All of the data that follows should be retyped exactly, please, except the pictures.

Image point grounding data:
========================================================================

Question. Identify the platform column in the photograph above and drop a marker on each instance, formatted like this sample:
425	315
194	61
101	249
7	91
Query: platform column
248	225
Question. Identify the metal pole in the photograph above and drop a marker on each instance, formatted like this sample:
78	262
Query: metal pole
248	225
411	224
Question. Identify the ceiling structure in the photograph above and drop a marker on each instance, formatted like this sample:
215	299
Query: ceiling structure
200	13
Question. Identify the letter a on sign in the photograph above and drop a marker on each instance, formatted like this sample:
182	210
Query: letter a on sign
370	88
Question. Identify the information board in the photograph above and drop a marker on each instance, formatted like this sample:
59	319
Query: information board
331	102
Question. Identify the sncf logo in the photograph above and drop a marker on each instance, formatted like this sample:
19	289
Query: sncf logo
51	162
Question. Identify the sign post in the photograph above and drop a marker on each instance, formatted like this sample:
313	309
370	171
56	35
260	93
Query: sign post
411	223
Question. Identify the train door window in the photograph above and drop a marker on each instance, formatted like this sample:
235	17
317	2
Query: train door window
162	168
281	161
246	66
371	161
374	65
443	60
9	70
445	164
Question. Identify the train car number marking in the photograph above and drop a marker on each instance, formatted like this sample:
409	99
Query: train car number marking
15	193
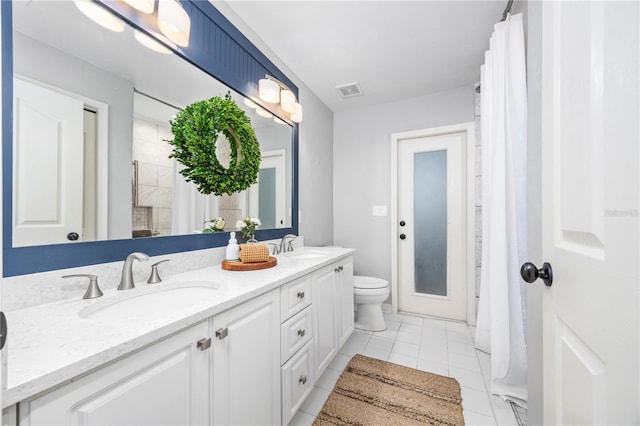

========================================================================

### Task solution
Question. Identify the platform column in the photograph above and drop a marker on each instance, formatted like this sample:
425	315
194	61
101	249
7	91
Query: platform column
248	225
Question. Identify the metal pole in the photograph above and drop a marker on each instance, formatted like this sample:
78	262
Query: metal pole
248	225
411	224
Question. Identify the ceiling structure in the photograph above and drop a marker on each instance, formatted like this sample:
215	299
Query: ceiling structure
200	13
Question. Identify the letter a on sign in the photograph above and drop a marker on each instance, formatted like this sample:
182	210
Query: letter a on sign
370	88
Question. Identify the information board in the photograph above and drop a marker on each instance, formatted like this sample:
59	319
Query: information board
331	102
Question. Identify the sncf logo in the photograph above and drop a marker on each instance, formatted like this sample:
19	289
Query: sncf logo
51	162
Question. Identify the sign post in the photograph above and drop a marker on each instance, formatted like this sample:
313	309
370	171
56	35
260	93
Query: sign post
411	223
Question. Identify the train door window in the photograph above and drop a marker on each instance, formatted like this sample:
235	17
317	2
Query: train door window
162	168
281	161
246	66
371	161
374	65
443	60
9	70
445	164
Question. Identify the train car number marking in the photograph above and drop a marker on each instance, formatted like this sample:
409	99
Query: train car number marking
15	193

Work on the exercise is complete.